[Coordinate labeling data]
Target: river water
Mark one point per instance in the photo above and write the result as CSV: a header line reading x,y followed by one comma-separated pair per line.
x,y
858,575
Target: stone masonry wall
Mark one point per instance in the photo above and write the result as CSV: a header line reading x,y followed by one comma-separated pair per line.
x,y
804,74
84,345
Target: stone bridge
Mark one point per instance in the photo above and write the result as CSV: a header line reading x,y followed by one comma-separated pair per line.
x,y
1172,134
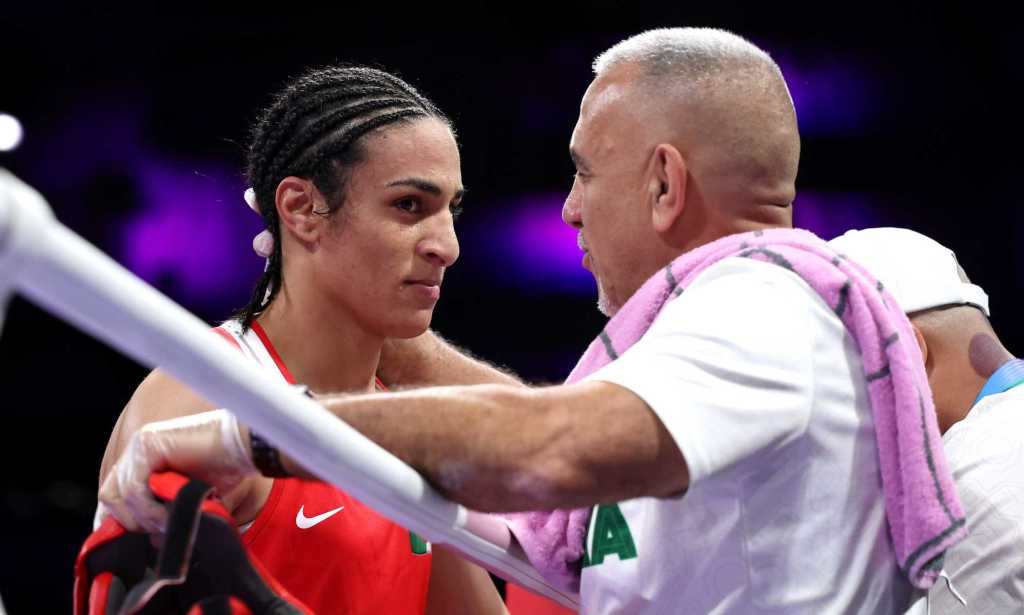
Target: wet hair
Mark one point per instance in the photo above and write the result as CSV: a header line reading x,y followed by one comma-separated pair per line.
x,y
313,129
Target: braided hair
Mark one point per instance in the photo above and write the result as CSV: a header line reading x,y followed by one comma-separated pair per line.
x,y
312,129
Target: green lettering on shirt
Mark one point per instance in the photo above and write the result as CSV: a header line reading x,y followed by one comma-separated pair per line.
x,y
418,544
611,535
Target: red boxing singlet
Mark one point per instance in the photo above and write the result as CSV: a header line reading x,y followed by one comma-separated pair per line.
x,y
326,547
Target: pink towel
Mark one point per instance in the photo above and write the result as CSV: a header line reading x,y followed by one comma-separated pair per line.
x,y
922,508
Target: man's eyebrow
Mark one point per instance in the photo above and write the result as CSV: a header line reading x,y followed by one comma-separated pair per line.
x,y
425,185
579,160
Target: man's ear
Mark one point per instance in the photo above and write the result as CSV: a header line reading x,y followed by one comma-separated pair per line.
x,y
298,201
667,186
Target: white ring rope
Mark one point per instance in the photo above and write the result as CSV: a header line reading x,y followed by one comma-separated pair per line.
x,y
67,275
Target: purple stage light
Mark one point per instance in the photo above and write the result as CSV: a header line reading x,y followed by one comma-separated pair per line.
x,y
193,233
526,238
829,215
832,99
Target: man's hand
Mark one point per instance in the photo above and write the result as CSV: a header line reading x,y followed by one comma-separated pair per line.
x,y
210,446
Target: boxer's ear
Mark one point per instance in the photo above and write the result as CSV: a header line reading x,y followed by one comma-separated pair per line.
x,y
298,202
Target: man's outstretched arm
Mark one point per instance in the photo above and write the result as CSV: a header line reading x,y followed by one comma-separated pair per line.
x,y
506,448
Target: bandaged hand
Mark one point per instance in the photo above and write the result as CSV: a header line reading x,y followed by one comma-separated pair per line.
x,y
208,446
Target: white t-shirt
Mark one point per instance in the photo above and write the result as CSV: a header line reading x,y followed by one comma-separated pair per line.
x,y
986,455
763,390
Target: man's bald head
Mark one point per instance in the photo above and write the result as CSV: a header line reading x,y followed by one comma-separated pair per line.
x,y
685,136
723,103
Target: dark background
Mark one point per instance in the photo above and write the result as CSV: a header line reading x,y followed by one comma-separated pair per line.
x,y
135,126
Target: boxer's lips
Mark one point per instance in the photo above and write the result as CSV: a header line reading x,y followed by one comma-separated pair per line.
x,y
430,288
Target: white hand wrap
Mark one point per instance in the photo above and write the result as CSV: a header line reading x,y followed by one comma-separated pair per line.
x,y
206,446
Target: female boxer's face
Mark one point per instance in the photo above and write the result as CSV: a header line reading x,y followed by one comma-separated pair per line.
x,y
383,260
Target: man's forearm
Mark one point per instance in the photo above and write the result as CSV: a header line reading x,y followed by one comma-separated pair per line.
x,y
430,360
509,448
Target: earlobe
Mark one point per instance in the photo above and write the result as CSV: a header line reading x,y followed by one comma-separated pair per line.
x,y
669,170
297,205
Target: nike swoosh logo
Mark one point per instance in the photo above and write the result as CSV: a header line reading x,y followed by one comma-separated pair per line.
x,y
305,523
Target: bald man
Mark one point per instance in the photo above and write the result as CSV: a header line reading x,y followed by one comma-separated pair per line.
x,y
735,435
980,405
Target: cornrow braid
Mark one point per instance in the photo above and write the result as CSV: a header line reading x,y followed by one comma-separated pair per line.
x,y
313,129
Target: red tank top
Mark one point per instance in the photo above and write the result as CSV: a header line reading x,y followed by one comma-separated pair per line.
x,y
329,550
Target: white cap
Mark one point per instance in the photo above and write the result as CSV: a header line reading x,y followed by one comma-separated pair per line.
x,y
920,272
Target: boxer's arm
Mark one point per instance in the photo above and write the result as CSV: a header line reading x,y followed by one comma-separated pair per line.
x,y
430,360
161,397
459,586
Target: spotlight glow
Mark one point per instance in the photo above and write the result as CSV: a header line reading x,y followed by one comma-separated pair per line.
x,y
10,132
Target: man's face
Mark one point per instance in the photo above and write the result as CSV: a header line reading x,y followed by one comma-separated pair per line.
x,y
607,201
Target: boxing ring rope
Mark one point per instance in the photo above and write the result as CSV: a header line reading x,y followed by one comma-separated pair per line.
x,y
65,274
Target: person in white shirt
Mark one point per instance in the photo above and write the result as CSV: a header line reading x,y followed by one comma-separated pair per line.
x,y
980,405
736,433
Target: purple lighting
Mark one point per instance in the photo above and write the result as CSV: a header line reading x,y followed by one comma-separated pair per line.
x,y
193,233
537,250
829,215
832,99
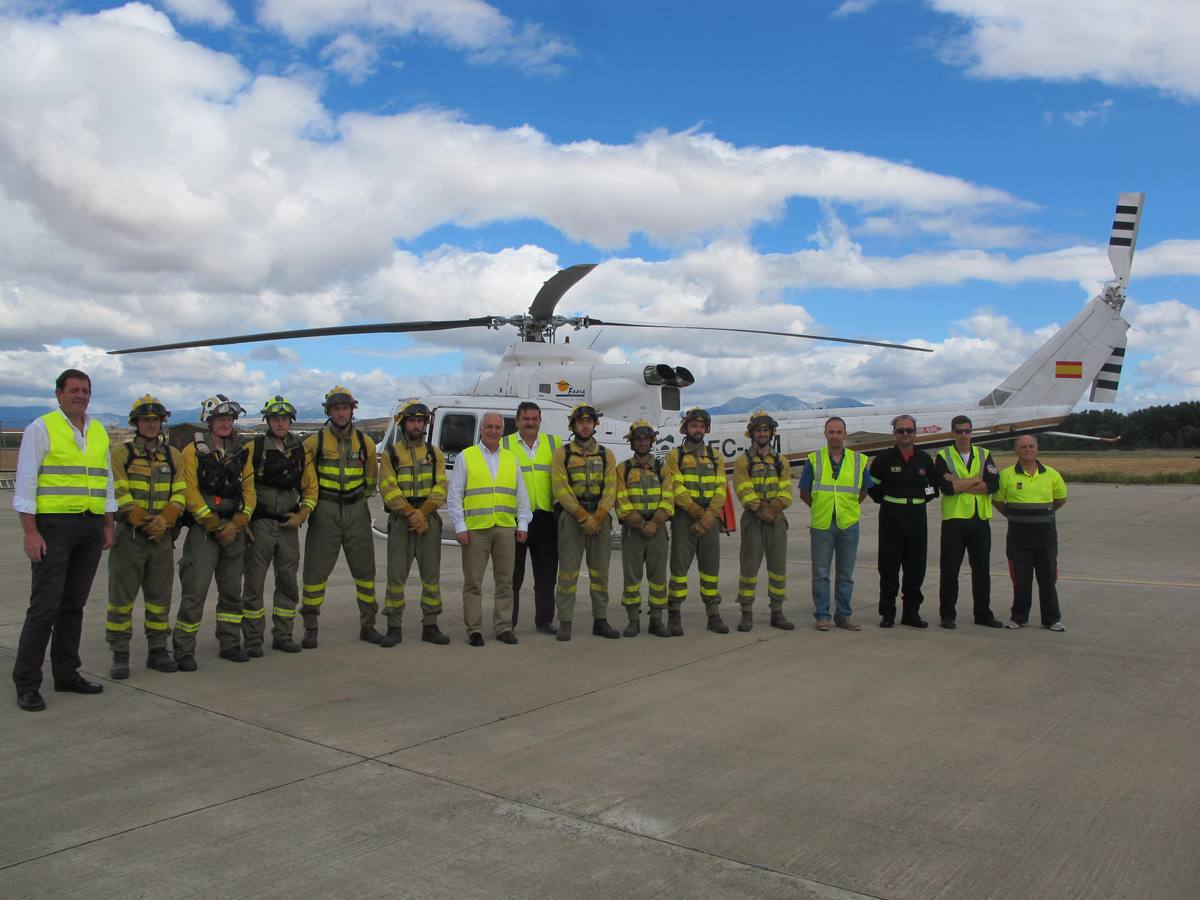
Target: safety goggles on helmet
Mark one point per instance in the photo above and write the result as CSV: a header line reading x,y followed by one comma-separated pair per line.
x,y
220,405
147,406
279,405
696,415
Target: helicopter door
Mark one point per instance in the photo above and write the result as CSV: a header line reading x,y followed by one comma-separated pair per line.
x,y
459,431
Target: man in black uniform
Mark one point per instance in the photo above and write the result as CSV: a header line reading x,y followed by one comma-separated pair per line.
x,y
904,484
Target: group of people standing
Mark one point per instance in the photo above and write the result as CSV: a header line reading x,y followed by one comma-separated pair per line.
x,y
509,498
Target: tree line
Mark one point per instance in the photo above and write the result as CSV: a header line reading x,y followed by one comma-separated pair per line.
x,y
1168,427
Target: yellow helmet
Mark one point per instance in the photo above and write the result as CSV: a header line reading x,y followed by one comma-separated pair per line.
x,y
696,414
641,426
580,412
340,395
144,406
279,405
760,418
412,409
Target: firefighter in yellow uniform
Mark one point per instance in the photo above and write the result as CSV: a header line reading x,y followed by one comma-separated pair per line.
x,y
286,495
219,491
762,480
699,480
148,481
413,484
343,460
645,503
583,478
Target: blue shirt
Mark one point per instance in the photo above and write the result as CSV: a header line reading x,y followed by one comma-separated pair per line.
x,y
808,477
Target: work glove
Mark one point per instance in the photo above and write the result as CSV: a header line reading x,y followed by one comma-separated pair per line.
x,y
155,528
295,520
227,533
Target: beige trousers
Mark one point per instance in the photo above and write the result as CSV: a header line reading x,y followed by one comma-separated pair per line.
x,y
501,546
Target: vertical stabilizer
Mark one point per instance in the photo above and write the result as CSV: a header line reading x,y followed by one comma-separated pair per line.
x,y
1125,234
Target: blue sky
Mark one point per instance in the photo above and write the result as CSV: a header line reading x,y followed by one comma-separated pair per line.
x,y
934,171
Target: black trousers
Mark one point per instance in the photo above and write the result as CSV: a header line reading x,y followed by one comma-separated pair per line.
x,y
541,544
904,541
1025,564
970,537
60,586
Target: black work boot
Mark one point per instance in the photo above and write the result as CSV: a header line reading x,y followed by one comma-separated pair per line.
x,y
675,624
635,625
120,670
600,628
657,628
779,621
161,661
432,634
715,624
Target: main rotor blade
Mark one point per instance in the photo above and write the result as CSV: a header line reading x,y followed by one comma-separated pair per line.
x,y
588,321
388,328
543,305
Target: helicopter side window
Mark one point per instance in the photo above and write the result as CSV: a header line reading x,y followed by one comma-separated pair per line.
x,y
457,433
670,399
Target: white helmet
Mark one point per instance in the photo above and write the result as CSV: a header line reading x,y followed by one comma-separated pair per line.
x,y
220,405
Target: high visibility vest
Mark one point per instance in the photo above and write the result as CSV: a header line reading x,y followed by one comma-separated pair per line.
x,y
73,480
839,493
640,490
489,502
1030,498
965,505
153,477
535,471
700,475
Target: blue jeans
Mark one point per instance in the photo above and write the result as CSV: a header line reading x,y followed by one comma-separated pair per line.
x,y
823,544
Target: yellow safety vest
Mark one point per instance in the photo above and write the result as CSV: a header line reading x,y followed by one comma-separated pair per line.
x,y
839,493
535,471
965,505
640,490
1031,498
153,477
73,480
489,503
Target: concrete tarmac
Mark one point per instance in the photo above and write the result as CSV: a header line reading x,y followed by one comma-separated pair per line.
x,y
889,763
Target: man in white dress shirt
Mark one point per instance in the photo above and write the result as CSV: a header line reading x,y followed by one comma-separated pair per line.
x,y
489,509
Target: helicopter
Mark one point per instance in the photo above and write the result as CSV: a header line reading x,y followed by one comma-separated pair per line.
x,y
1036,397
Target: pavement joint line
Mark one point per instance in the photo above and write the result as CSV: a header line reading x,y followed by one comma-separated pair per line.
x,y
619,829
180,815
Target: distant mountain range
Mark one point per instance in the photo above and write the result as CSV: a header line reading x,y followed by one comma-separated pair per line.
x,y
780,403
19,417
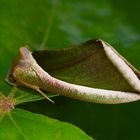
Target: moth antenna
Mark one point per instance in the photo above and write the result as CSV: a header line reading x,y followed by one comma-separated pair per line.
x,y
43,94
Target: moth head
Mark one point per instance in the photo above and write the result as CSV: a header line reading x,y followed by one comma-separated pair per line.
x,y
23,62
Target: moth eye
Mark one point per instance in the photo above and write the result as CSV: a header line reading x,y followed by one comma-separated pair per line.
x,y
25,53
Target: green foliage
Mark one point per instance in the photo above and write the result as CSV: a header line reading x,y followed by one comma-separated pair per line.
x,y
56,24
21,124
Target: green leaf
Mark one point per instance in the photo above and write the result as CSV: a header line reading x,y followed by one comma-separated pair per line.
x,y
21,124
115,21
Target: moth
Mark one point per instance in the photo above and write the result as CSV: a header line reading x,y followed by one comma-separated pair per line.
x,y
92,71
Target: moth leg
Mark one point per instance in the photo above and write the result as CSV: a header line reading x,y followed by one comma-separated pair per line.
x,y
36,88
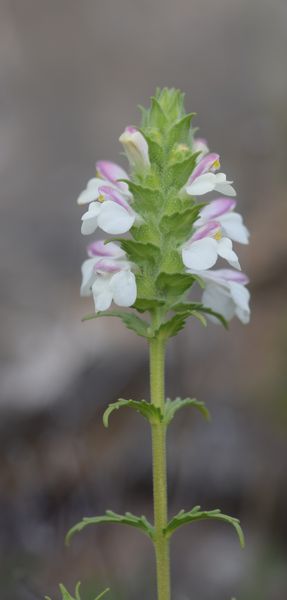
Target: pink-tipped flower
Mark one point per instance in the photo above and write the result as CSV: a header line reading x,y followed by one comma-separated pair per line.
x,y
107,276
111,212
205,246
225,293
136,148
200,145
204,179
222,210
108,173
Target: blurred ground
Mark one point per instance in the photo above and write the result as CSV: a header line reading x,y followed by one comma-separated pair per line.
x,y
72,74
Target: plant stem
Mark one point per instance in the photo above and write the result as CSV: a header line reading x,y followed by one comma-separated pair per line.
x,y
157,364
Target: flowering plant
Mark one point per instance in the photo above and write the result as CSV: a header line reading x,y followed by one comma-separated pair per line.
x,y
176,236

Problem requirements -
Produce an exact reproduction of the lines from the line containing "Target: moth leg" through the last line of the records. Any picture is left out.

Problem solution -
Target: moth leg
Mark one point per instance in the photo above and write the result as CSV: a header line reading x,y followed by one comma-separated pair per line.
x,y
36,88
Target: pink-tipped flower
Mark one point per instance in the photo above and write the result as CSV: a header line reading x,y followed by one comma-separated pair per line.
x,y
107,276
111,212
205,246
225,293
136,148
200,145
204,179
222,210
108,173
Target: blurred ground
Mark one point per instance in the photo above and write the result as CSV: a header line reading x,y followed by one comma-separated pair per line.
x,y
72,74
Target: plant stem
Mark one point per instance in the photo above and write the result as CSV: a header line reading x,y followed by one comma-separated pair per line.
x,y
157,364
Target: flowering plant
Mark one point per instance in the photo above and write the result as CSV: a header line reading x,y followed by one comma-separated pair per line.
x,y
176,236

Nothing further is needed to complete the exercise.